- _Problem details_
Extract every entry word for word. Skip the pictures.

- _Records supplied_

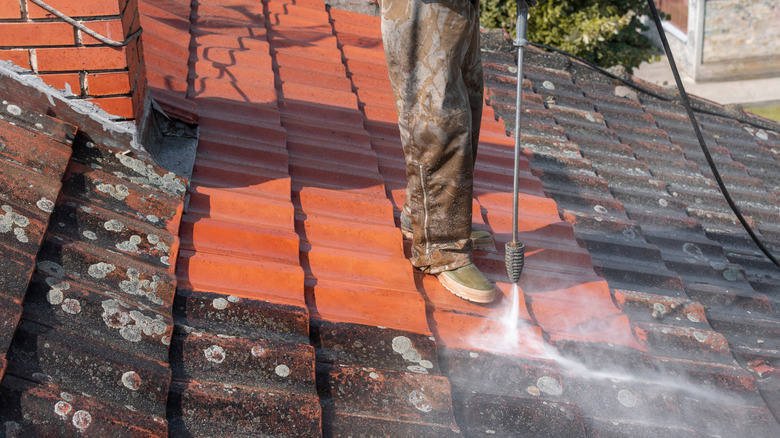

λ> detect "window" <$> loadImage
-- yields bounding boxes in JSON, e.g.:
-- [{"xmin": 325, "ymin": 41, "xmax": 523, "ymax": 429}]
[{"xmin": 656, "ymin": 0, "xmax": 688, "ymax": 33}]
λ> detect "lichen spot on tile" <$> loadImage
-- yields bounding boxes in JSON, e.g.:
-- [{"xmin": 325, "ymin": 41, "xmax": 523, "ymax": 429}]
[
  {"xmin": 406, "ymin": 365, "xmax": 428, "ymax": 374},
  {"xmin": 409, "ymin": 390, "xmax": 433, "ymax": 412},
  {"xmin": 536, "ymin": 376, "xmax": 563, "ymax": 395},
  {"xmin": 116, "ymin": 234, "xmax": 141, "ymax": 252},
  {"xmin": 618, "ymin": 389, "xmax": 636, "ymax": 408},
  {"xmin": 62, "ymin": 298, "xmax": 81, "ymax": 315},
  {"xmin": 103, "ymin": 219, "xmax": 125, "ymax": 233},
  {"xmin": 393, "ymin": 336, "xmax": 412, "ymax": 355},
  {"xmin": 274, "ymin": 364, "xmax": 290, "ymax": 377},
  {"xmin": 211, "ymin": 298, "xmax": 227, "ymax": 310},
  {"xmin": 122, "ymin": 371, "xmax": 141, "ymax": 391},
  {"xmin": 203, "ymin": 345, "xmax": 225, "ymax": 363},
  {"xmin": 5, "ymin": 104, "xmax": 22, "ymax": 116},
  {"xmin": 54, "ymin": 400, "xmax": 73, "ymax": 418},
  {"xmin": 73, "ymin": 411, "xmax": 92, "ymax": 431},
  {"xmin": 0, "ymin": 205, "xmax": 30, "ymax": 243},
  {"xmin": 46, "ymin": 277, "xmax": 70, "ymax": 306},
  {"xmin": 35, "ymin": 197, "xmax": 54, "ymax": 213},
  {"xmin": 87, "ymin": 262, "xmax": 116, "ymax": 278}
]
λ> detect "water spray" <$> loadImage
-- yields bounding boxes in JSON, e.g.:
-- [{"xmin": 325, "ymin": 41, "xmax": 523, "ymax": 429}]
[{"xmin": 504, "ymin": 1, "xmax": 528, "ymax": 283}]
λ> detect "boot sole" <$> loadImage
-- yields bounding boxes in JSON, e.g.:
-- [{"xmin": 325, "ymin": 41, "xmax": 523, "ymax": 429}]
[
  {"xmin": 401, "ymin": 230, "xmax": 493, "ymax": 251},
  {"xmin": 436, "ymin": 274, "xmax": 496, "ymax": 304}
]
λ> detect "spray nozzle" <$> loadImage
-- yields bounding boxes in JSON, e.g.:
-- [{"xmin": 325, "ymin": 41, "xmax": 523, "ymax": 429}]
[{"xmin": 504, "ymin": 242, "xmax": 525, "ymax": 283}]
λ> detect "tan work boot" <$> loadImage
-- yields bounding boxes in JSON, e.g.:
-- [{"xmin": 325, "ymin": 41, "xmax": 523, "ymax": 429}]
[
  {"xmin": 437, "ymin": 263, "xmax": 496, "ymax": 303},
  {"xmin": 401, "ymin": 212, "xmax": 493, "ymax": 251}
]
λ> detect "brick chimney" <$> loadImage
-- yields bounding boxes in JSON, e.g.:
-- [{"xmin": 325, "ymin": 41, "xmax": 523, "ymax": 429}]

- _Answer to this task_
λ> detect "window" <$> loadImage
-- yields bounding boxes in JSON, e.g.:
-- [{"xmin": 325, "ymin": 41, "xmax": 523, "ymax": 429}]
[{"xmin": 656, "ymin": 0, "xmax": 688, "ymax": 33}]
λ> detect "lichen spot on tile" <$> loadImage
-- yields bounding boxes in JSON, e.g.:
-- [{"xmin": 325, "ymin": 41, "xmax": 523, "ymax": 429}]
[
  {"xmin": 406, "ymin": 365, "xmax": 428, "ymax": 374},
  {"xmin": 409, "ymin": 390, "xmax": 433, "ymax": 412},
  {"xmin": 536, "ymin": 376, "xmax": 563, "ymax": 395},
  {"xmin": 116, "ymin": 234, "xmax": 141, "ymax": 252},
  {"xmin": 618, "ymin": 389, "xmax": 636, "ymax": 408},
  {"xmin": 62, "ymin": 298, "xmax": 81, "ymax": 315},
  {"xmin": 103, "ymin": 219, "xmax": 125, "ymax": 233},
  {"xmin": 393, "ymin": 336, "xmax": 412, "ymax": 355},
  {"xmin": 274, "ymin": 364, "xmax": 290, "ymax": 377},
  {"xmin": 211, "ymin": 298, "xmax": 227, "ymax": 310},
  {"xmin": 122, "ymin": 371, "xmax": 141, "ymax": 391},
  {"xmin": 203, "ymin": 345, "xmax": 225, "ymax": 363},
  {"xmin": 5, "ymin": 104, "xmax": 22, "ymax": 116},
  {"xmin": 54, "ymin": 400, "xmax": 73, "ymax": 418},
  {"xmin": 73, "ymin": 411, "xmax": 92, "ymax": 431},
  {"xmin": 0, "ymin": 205, "xmax": 30, "ymax": 243},
  {"xmin": 46, "ymin": 277, "xmax": 70, "ymax": 306},
  {"xmin": 35, "ymin": 197, "xmax": 54, "ymax": 213},
  {"xmin": 87, "ymin": 262, "xmax": 116, "ymax": 278}
]
λ> detect "water spray" <$> loadImage
-- yields bounding boxes in JSON, e.g.:
-- [{"xmin": 325, "ymin": 41, "xmax": 523, "ymax": 429}]
[{"xmin": 504, "ymin": 1, "xmax": 528, "ymax": 283}]
λ> detect "boot sole" <$> loadImage
-- yields bounding boxes in JSON, e.g.:
-- [{"xmin": 325, "ymin": 41, "xmax": 523, "ymax": 429}]
[
  {"xmin": 401, "ymin": 230, "xmax": 493, "ymax": 251},
  {"xmin": 436, "ymin": 274, "xmax": 496, "ymax": 304}
]
λ> detect "spray nozzle" <$> loadImage
-- yields bounding boxes in JSON, e.g.:
-- [{"xmin": 325, "ymin": 41, "xmax": 523, "ymax": 429}]
[{"xmin": 504, "ymin": 242, "xmax": 525, "ymax": 283}]
λ> detect "tan work boot" <$> loadImage
-- yields bounding boxes in JSON, e.g.:
-- [{"xmin": 325, "ymin": 41, "xmax": 523, "ymax": 429}]
[
  {"xmin": 437, "ymin": 263, "xmax": 496, "ymax": 303},
  {"xmin": 401, "ymin": 212, "xmax": 493, "ymax": 251}
]
λ> detect "brick chimney" <$> loadImage
-- yields bounding boxes in JSON, e.g.:
-- [{"xmin": 325, "ymin": 41, "xmax": 523, "ymax": 429}]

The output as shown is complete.